Omitting the images, transcribe the records below exactly as they stand.

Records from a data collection
────
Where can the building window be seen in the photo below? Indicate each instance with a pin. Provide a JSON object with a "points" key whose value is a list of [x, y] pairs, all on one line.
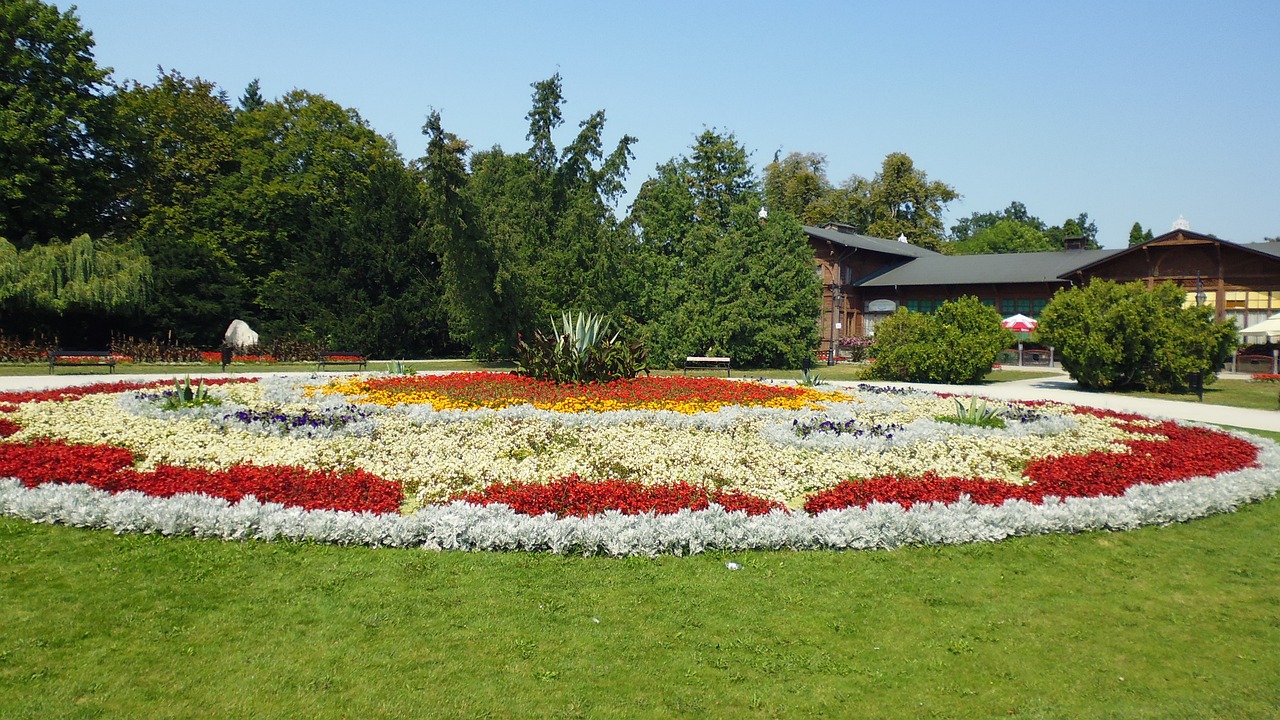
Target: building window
{"points": [[928, 306], [1023, 306]]}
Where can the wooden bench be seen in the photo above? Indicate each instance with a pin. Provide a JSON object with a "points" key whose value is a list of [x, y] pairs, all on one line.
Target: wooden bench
{"points": [[338, 358], [704, 361], [81, 359]]}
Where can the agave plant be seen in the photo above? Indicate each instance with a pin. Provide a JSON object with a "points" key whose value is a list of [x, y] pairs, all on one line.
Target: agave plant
{"points": [[580, 350], [977, 413]]}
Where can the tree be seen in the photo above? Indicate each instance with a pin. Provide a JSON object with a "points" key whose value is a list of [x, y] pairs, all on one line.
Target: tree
{"points": [[553, 240], [1080, 226], [1115, 336], [796, 183], [178, 150], [252, 98], [55, 126], [901, 200], [956, 345], [1005, 236], [1014, 229], [718, 279], [452, 228], [65, 288], [1016, 213], [330, 218], [1137, 236]]}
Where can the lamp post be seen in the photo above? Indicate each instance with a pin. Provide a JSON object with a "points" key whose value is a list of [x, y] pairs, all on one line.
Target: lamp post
{"points": [[836, 305]]}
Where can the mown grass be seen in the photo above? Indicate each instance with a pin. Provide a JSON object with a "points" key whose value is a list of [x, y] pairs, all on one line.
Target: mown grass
{"points": [[1176, 621], [1230, 392]]}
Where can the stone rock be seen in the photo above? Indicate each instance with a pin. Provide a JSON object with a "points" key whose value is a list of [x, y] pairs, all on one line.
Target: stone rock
{"points": [[238, 335]]}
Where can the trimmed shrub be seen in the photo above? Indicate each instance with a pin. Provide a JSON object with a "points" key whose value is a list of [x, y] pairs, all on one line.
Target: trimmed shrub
{"points": [[955, 346], [1111, 336]]}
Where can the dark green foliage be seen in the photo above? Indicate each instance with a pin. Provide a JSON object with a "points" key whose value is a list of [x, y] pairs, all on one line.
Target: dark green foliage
{"points": [[580, 350], [1137, 236], [956, 345], [1014, 229], [55, 127], [528, 235], [332, 215], [718, 281], [1115, 336]]}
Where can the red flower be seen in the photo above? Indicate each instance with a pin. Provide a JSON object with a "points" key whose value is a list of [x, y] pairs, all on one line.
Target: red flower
{"points": [[112, 469], [572, 496], [1198, 452]]}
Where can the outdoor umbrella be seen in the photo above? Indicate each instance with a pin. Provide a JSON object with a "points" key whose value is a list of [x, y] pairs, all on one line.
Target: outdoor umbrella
{"points": [[1019, 323], [1270, 327]]}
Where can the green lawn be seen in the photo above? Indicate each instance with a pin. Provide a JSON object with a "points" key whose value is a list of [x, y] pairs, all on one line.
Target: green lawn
{"points": [[1235, 393], [1178, 621]]}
────
**SOLUTION BELOW:**
Where can the building window be seen in the photo below? Indicate each instance with a pin. Provide a JSON object with a "points" key whose value is a list of [x, y] pairs, all on one line.
Target: building window
{"points": [[928, 306], [1023, 306]]}
Where can the wooden bench be seen in the photo above? Indicate each instance with a pin. Provide a JSON object with a "points" key whose value is a list of [x, y] pairs, all on one line.
Target: wooden bench
{"points": [[338, 358], [704, 361], [81, 359]]}
Where can the agave plant be seen in the photo above? Indicate each instance with a pin. Provide a JSON object with a "points" key whose value is a list of [x, y] pairs, all on one line.
Target: agave plant
{"points": [[580, 350], [977, 413]]}
Where can the tree be seen in the photo above? Indicate each instance with a pin. Provide a JSON object with a "points" key whose value is a list of [x, y] pairs, all on one line.
Target: tree
{"points": [[553, 240], [1080, 226], [1115, 336], [796, 183], [178, 150], [252, 98], [55, 126], [901, 200], [956, 345], [1005, 236], [1014, 229], [718, 279], [452, 228], [65, 288], [1016, 213], [330, 218], [1137, 236]]}
Where can the lamp post be seen in the photo above? Indicate each instance with a pin. Provide a JSON object with a "points" key whose value is a list of [x, y] pairs, all on one line.
Target: lamp post
{"points": [[836, 305]]}
Where can the mown grass be seen in the photo above? Indicate each instance with a pin. Provide a JSON object with a "points" key whose value is a list of [x, y] pairs, all on one line.
Target: mown grass
{"points": [[1176, 621], [1230, 392]]}
Where can the stone rock be seen in the photo above? Indicate each instance with a pin. Provide a JSON object with a "points" key whose value is a list of [x, y] pairs, all on one line.
Target: stone rock
{"points": [[238, 335]]}
Where can the trimmed shrub be seen in the photo above? Indicate each instance with a pin. Provide a JSON object with a "points" key whose value is a list of [x, y] pairs, all on one line.
Target: trimmed shrub
{"points": [[955, 346], [1111, 336]]}
Where can the dark green foliage be seen in the photo above? Indicate each instance with a pin. Provide a JSON object with a "points" key whose value is a list of [x, y] pairs, all on one line.
Target: dark green foliage
{"points": [[580, 350], [1137, 236], [956, 345], [1014, 229], [55, 127], [528, 235], [332, 215], [718, 281], [1115, 336]]}
Where can the red flower be seen in the photo above? Indicate each instance with a pin. Provide a JSON object with a "points" key whose value is a list of [x, y] pairs, all on one line.
Target: red flower
{"points": [[112, 469], [572, 496], [1198, 452]]}
Where can the outdoor umbrella be seen in the photo above? Indicate each instance with a pin. Provide a JSON object with a "points" key whose value is a list of [x, y] pairs, all on one line.
Target: outdoor umbrella
{"points": [[1019, 323], [1270, 327]]}
Where can the green lawn be seen in the photo above? Indicate each instance with a pin. Provide a JSON object with a "points" key whose value is a list of [x, y] pairs, all on one line.
Target: green lawn
{"points": [[1235, 393], [1178, 621]]}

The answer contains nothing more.